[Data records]
= = = = =
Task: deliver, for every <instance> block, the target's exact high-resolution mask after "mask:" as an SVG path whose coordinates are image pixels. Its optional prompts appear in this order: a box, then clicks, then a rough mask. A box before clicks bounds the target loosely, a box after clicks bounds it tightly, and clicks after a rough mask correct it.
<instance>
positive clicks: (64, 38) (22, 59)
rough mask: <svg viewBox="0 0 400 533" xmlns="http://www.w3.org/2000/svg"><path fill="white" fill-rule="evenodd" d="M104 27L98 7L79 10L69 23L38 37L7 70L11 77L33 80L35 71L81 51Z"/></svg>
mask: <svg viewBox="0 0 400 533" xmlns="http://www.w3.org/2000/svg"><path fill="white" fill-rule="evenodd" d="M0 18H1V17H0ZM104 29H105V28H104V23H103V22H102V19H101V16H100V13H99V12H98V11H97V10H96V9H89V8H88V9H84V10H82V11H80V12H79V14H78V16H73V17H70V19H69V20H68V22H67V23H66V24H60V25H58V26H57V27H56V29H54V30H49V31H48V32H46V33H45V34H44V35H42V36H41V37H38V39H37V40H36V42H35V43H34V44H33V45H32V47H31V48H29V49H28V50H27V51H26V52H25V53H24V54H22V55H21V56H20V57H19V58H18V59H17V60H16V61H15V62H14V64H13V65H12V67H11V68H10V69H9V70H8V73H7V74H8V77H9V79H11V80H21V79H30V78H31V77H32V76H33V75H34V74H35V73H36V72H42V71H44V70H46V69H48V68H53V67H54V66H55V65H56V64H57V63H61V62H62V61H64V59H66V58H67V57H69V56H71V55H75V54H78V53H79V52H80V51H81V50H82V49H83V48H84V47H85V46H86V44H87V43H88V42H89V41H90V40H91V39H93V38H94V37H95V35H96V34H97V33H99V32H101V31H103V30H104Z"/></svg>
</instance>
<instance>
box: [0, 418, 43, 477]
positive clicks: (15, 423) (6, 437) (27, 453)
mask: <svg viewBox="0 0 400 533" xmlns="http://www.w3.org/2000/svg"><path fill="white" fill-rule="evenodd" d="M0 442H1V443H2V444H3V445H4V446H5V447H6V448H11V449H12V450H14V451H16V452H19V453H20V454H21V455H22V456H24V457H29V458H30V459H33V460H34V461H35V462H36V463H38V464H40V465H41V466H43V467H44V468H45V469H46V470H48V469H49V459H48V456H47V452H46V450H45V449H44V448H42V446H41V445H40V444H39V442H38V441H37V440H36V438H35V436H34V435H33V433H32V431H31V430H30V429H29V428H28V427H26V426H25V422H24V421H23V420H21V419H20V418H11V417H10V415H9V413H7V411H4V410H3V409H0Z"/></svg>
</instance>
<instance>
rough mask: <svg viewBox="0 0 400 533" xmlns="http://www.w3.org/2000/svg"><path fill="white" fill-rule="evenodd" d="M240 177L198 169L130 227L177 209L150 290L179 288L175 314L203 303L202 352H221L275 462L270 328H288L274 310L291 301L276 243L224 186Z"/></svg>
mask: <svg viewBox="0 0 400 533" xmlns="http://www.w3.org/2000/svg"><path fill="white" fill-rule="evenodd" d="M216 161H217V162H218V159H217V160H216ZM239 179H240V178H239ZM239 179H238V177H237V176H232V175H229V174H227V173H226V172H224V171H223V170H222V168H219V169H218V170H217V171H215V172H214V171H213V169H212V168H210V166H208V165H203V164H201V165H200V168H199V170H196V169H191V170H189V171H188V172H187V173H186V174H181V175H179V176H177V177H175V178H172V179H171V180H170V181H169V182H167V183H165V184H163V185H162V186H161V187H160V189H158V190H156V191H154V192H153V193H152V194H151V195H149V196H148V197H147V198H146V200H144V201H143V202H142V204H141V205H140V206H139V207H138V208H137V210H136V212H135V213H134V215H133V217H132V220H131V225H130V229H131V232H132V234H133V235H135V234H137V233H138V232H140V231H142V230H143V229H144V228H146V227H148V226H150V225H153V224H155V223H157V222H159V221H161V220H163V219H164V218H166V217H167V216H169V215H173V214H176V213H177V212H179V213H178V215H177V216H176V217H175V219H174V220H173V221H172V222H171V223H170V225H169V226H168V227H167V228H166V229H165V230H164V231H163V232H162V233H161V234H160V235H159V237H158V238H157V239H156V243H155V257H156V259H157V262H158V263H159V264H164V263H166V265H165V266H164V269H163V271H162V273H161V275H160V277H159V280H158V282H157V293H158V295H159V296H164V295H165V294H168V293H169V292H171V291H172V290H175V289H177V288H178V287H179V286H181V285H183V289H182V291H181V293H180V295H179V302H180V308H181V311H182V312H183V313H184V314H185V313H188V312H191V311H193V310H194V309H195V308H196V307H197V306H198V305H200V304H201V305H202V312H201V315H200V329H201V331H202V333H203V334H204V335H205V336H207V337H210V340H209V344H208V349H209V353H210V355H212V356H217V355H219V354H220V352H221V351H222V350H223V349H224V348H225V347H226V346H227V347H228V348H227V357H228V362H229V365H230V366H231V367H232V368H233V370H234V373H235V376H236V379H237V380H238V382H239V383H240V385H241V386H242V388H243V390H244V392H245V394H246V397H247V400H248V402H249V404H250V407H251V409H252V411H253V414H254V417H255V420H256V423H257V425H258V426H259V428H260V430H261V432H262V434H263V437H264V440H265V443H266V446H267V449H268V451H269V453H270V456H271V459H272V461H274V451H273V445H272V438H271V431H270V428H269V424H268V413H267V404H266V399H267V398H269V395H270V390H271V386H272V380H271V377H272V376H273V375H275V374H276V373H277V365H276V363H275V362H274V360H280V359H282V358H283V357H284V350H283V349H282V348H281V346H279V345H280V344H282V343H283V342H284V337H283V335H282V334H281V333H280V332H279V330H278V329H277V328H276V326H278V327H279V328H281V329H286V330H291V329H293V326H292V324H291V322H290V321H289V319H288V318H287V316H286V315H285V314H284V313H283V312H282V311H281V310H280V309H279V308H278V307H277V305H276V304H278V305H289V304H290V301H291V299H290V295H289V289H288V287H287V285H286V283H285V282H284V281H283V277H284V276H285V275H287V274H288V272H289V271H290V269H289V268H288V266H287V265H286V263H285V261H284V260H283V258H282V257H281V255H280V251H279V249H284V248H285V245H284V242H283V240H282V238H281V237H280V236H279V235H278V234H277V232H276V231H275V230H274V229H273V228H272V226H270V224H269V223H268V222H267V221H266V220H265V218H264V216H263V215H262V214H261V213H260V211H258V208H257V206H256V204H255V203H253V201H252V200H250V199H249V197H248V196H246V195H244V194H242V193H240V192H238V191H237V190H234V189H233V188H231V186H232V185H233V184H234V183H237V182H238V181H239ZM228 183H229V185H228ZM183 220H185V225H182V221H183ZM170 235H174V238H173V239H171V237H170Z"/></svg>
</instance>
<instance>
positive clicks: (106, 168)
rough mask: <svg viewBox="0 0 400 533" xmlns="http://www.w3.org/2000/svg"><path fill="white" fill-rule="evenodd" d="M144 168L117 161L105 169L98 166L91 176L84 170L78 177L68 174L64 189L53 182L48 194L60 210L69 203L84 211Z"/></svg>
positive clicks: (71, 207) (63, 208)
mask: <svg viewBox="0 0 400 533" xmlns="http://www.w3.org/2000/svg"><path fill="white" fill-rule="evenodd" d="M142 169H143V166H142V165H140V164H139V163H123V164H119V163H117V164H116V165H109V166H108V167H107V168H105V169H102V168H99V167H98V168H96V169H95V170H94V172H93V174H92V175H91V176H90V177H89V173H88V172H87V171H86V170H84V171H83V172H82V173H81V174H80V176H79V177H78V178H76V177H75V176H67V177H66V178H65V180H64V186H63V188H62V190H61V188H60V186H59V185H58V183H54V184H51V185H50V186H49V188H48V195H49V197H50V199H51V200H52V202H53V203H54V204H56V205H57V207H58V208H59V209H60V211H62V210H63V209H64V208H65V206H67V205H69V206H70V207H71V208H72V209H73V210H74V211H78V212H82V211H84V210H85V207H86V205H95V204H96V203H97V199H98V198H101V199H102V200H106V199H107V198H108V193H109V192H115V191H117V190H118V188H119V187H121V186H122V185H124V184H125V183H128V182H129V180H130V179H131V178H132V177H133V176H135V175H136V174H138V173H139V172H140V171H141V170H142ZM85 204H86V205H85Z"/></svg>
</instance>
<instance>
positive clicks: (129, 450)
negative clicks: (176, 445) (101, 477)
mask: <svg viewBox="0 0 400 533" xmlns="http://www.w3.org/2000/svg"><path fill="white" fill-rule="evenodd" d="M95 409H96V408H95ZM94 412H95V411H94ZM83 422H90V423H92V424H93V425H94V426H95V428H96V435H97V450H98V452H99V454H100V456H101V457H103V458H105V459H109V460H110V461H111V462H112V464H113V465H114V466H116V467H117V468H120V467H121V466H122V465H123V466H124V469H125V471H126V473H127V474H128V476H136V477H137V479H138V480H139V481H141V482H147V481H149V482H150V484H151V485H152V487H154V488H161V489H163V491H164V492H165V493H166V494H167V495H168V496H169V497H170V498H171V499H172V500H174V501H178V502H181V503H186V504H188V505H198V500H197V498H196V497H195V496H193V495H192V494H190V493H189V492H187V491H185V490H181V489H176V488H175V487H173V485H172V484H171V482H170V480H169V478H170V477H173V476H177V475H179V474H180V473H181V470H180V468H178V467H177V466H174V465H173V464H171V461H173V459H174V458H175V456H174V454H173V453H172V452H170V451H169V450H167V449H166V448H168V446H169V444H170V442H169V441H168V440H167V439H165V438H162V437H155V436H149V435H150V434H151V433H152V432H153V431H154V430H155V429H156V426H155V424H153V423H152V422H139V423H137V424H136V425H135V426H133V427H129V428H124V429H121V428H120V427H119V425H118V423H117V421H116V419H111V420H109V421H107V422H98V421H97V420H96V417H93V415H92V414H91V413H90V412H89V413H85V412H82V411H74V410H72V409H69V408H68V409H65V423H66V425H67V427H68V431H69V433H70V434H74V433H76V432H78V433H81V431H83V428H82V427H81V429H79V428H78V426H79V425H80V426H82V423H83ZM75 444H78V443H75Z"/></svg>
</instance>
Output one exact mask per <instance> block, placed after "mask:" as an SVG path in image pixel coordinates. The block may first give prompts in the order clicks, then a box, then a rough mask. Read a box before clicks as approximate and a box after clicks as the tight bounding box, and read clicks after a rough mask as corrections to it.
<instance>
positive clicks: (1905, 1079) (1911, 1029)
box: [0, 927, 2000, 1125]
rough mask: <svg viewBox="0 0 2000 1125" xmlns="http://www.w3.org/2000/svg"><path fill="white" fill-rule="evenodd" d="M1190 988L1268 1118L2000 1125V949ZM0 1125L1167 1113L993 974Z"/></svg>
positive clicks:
= = = = =
→ **Work instructions**
Copy out each line carrying the string "after" from the data.

→ **Your solution**
Task: deliver, for every <instance> block, the target's exact high-resolution mask after "mask:" as an SVG path whose coordinates are image pixels. Its optional prompts appear in this order: a box, then clicks, then a rough mask. A box before clicks bounds the target loosely, a box after clicks bounds it tightly, and clicks after a rough mask correct it.
Output one exact mask per <instance> block, placed after "mask:" as an SVG path in image pixel coordinates. The block may first give prompts in the order clicks, then a box, then a rough mask. Read a box before clicks as approximate and a box after clicks as the tight bounding box, and read clicks after a rough mask as corrections to it.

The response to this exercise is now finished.